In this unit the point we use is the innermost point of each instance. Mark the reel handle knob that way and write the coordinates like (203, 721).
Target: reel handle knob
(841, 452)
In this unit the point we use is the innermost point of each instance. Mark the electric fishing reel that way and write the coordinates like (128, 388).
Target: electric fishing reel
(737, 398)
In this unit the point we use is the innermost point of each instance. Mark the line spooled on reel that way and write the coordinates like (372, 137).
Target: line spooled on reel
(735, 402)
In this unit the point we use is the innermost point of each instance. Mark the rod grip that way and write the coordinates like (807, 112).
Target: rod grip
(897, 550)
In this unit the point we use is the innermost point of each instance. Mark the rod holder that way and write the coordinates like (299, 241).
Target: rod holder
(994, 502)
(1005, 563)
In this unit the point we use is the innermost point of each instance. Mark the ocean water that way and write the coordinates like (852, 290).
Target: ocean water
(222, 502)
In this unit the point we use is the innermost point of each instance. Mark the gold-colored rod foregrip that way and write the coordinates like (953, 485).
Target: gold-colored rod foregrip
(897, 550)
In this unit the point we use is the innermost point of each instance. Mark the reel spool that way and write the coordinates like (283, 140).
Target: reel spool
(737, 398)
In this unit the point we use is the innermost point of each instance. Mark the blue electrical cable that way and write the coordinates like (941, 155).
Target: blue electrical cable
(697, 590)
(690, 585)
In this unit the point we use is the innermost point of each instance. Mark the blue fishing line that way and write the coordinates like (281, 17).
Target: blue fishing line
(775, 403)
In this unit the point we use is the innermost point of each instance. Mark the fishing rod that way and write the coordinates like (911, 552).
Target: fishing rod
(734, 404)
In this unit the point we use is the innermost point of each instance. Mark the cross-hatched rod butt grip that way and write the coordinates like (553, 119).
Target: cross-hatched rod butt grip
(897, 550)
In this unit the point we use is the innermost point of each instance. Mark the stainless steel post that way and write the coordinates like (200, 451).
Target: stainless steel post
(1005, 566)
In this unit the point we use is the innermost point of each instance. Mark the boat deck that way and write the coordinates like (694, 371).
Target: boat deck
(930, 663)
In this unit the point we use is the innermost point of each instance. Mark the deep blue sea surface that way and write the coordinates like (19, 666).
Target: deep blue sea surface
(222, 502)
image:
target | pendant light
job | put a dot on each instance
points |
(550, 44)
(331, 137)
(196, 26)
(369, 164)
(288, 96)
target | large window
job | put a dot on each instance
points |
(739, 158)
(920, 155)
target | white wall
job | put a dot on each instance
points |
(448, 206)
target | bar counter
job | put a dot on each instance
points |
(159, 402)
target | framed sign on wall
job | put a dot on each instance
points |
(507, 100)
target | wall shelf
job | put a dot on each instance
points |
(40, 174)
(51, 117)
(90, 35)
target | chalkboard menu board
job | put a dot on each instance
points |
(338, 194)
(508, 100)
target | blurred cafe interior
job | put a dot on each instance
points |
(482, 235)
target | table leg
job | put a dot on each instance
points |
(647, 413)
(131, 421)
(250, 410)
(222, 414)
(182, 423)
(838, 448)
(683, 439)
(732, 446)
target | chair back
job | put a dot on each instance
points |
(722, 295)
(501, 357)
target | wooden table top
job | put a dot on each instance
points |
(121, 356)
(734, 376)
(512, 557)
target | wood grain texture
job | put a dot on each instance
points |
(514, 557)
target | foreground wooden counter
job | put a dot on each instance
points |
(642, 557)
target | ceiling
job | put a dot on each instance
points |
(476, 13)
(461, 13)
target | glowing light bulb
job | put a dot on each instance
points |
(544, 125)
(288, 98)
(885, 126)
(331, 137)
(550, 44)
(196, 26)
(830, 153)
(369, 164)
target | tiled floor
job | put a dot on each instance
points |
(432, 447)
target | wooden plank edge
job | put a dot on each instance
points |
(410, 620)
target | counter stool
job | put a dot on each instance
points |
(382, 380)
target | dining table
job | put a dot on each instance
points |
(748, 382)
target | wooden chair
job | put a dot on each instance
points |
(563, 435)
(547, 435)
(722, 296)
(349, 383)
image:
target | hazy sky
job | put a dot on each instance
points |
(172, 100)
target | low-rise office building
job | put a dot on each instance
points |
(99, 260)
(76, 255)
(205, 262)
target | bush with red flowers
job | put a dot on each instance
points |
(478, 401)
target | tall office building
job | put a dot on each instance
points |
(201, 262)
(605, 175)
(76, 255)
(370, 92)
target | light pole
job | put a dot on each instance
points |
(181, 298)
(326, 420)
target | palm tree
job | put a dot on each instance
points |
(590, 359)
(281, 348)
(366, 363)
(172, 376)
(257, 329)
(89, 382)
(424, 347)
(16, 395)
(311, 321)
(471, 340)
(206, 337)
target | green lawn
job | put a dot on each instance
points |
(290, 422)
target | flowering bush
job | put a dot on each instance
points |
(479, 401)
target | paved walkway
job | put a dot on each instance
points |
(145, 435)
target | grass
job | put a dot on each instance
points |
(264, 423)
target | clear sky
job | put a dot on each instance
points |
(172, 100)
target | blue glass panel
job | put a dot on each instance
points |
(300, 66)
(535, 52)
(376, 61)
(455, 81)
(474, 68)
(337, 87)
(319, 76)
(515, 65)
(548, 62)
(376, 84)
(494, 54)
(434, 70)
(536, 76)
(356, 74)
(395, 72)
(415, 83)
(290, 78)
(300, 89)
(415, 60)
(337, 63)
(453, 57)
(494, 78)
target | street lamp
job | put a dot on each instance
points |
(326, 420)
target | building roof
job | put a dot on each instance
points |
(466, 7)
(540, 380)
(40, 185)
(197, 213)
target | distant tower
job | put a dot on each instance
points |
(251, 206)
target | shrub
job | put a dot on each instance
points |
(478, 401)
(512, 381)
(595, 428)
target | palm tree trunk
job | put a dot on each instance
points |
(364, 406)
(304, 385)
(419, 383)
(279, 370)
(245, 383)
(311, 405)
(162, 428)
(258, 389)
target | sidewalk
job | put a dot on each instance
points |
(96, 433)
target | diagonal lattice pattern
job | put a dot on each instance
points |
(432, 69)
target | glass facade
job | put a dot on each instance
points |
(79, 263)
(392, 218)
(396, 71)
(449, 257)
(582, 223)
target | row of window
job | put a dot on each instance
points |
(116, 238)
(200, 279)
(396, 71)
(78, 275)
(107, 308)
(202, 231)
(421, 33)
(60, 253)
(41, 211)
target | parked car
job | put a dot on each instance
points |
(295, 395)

==========

● Problem requirements
Reproduce every line of the data verbatim.

● Reply to the task
In this unit the point we use is the innermost point of each instance. Mark the reel handle knob that way and write the coordinates like (203, 721).
Target: reel handle knob
(841, 452)
In this unit the point we use is the innermost point of each instance. Mark the electric fishing reel that way and write the coordinates like (128, 388).
Target: electric fishing reel
(737, 398)
In this unit the point we use is the innermost point of each instance. Mark the line spooled on reel that way and write the coordinates like (372, 137).
Target: line spooled on reel
(735, 402)
In this unit the point we use is the innermost point of each instance. Mark the rod grip that way and write the coordinates like (807, 112).
Target: rod grip
(897, 550)
In this unit the point we use is the innermost point of each instance. Mark the rod holder that way and write the coordinates like (299, 241).
Target: rod holder
(994, 502)
(1005, 563)
In this unit the point we use is the innermost point of each instance. Mark the ocean water that way and write the coordinates like (852, 290).
Target: ocean water
(222, 502)
In this unit the point we use is the innermost point of each instance. Mark the gold-colored rod foregrip that way and write the coordinates like (953, 485).
Target: gold-colored rod foregrip
(897, 550)
In this unit the point we use is the innermost point of each instance. Mark the reel spool that way and write the coordinates like (283, 140).
Target: reel spool
(737, 398)
In this unit the point we use is the innermost point of each instance. Mark the blue electrical cable that way and write the coordinates like (941, 155).
Target: blue electrical cable
(697, 590)
(690, 585)
In this unit the point we use is the innermost point of each instance. Mark the blue fishing line that way and write the coordinates like (281, 17).
Target: blue fishing line
(775, 403)
In this unit the point we use is the innermost point of each instance. Mark the fishing rod that way and write the coordinates like (911, 552).
Target: fishing rod
(734, 404)
In this unit the point we use is the innermost point of each instance. Mark the cross-hatched rod butt grip that way and write the coordinates like (553, 119).
Target: cross-hatched rod butt grip
(897, 550)
In this unit the point we use is the innermost point of each instance. Mark the stainless steel post that way and write the coordinates like (200, 451).
Target: stainless steel post
(1005, 566)
In this unit the point we use is the innermost point of each instance. Mark the boat deck that way and write the coordinates like (694, 371).
Target: boat deck
(930, 663)
In this unit the point we use is the innermost point of each instance. Mark the deep blue sea surface that way and write the coordinates like (19, 666).
Target: deep blue sea surface
(222, 502)
image:
target | pendant light
job | put a dot on each instance
points |
(550, 44)
(331, 137)
(196, 26)
(369, 164)
(288, 96)
target | large window
job | put a dot on each instance
points |
(739, 158)
(920, 155)
target | white wall
job | put a dot on each instance
points |
(448, 206)
target | bar counter
job | put a dot on each instance
points |
(159, 402)
target | framed sign on wall
job | put a dot on each instance
points |
(507, 100)
target | wall shelf
job | put a dot on each instance
points |
(40, 174)
(51, 117)
(90, 35)
target | chalkboard menu board
job | put a dot on each instance
points |
(338, 194)
(508, 100)
target | blurred cafe interior
job | put a dot on each instance
points |
(482, 235)
target | table leg
job | put a dot on each instance
points |
(647, 413)
(131, 421)
(250, 410)
(222, 414)
(182, 423)
(838, 448)
(683, 439)
(732, 446)
target | chair back
job | put a dot on each instance
points |
(722, 295)
(501, 357)
target | wooden table top
job | put a dot on each instance
points |
(121, 356)
(734, 376)
(512, 557)
target | wood grain texture
job | put a dot on each instance
points |
(514, 557)
target | foreground wooden counter
job | put a dot on each instance
points |
(642, 557)
target | ceiling
job | put a dot on each instance
points |
(476, 13)
(461, 13)
target | glowing light bulb
job | put a dot on each instance
points |
(544, 125)
(288, 98)
(885, 126)
(331, 137)
(550, 44)
(196, 26)
(830, 153)
(369, 164)
target | tiled floor
job | put a dot on each instance
points |
(432, 447)
target | wooden plank edge
job | put a dot on each instance
points |
(410, 620)
target | counter stool
job | put a dot on each instance
points |
(382, 380)
target | dining table
job | put a dot on each instance
points |
(748, 382)
target | wooden chair
job | put a dot on each instance
points |
(563, 435)
(547, 435)
(722, 296)
(349, 383)
image:
target | hazy sky
job | put a dot on each instance
points |
(172, 100)
target | low-rise office building
job | put a dot on each instance
points |
(99, 260)
(76, 255)
(205, 262)
target | bush with red flowers
job | put a dot on each instance
points |
(478, 401)
target | tall office building
job | put a dot on each instance
points |
(201, 262)
(605, 175)
(76, 255)
(370, 92)
target | light pole
job | put a dot on each instance
points |
(181, 298)
(326, 420)
target | palm tree
job | put a dot on each instance
points |
(590, 359)
(281, 348)
(366, 363)
(172, 376)
(257, 329)
(89, 382)
(424, 347)
(16, 395)
(311, 321)
(471, 340)
(206, 337)
target | green lawn
job | put a dot on each instance
points |
(290, 422)
target | flowering bush
job | put a dot on each instance
points |
(479, 401)
target | paved walkway
job | put a dot on each instance
points |
(145, 435)
target | grass
job | put a dot on each instance
points |
(264, 423)
target | clear sky
job | put a dot on each instance
points |
(172, 100)
target | blue glass panel
job | put a dot on each instance
points |
(300, 66)
(535, 52)
(376, 61)
(455, 81)
(474, 68)
(337, 87)
(319, 76)
(515, 65)
(548, 62)
(376, 84)
(494, 54)
(434, 70)
(536, 76)
(356, 74)
(395, 72)
(415, 83)
(290, 78)
(300, 89)
(415, 60)
(337, 63)
(453, 57)
(494, 78)
target | street lamp
job | put a dot on each instance
points |
(326, 420)
target | building roof
job | put a dot on each instance
points |
(466, 7)
(540, 380)
(40, 185)
(197, 213)
target | distant tower
job | put a dot on each instance
points |
(251, 206)
target | shrub
job | put a dot on each instance
points |
(478, 401)
(512, 381)
(595, 428)
target | palm tree trunk
job | put a dot on each instance
points |
(364, 406)
(304, 385)
(419, 383)
(279, 370)
(245, 383)
(311, 405)
(162, 428)
(258, 389)
target | sidewalk
job | put a dot on each instance
points |
(96, 433)
target | diagonal lattice pattern
job | put a dot on each instance
points |
(432, 69)
target | glass facade
job | put a dot on each instance
points |
(79, 263)
(392, 218)
(396, 71)
(449, 257)
(582, 223)
target | row of window
job | put a dot on each instance
points |
(116, 238)
(200, 279)
(396, 71)
(78, 275)
(107, 308)
(202, 231)
(421, 33)
(60, 253)
(41, 211)
target | parked car
job | put a dot on each instance
points |
(295, 395)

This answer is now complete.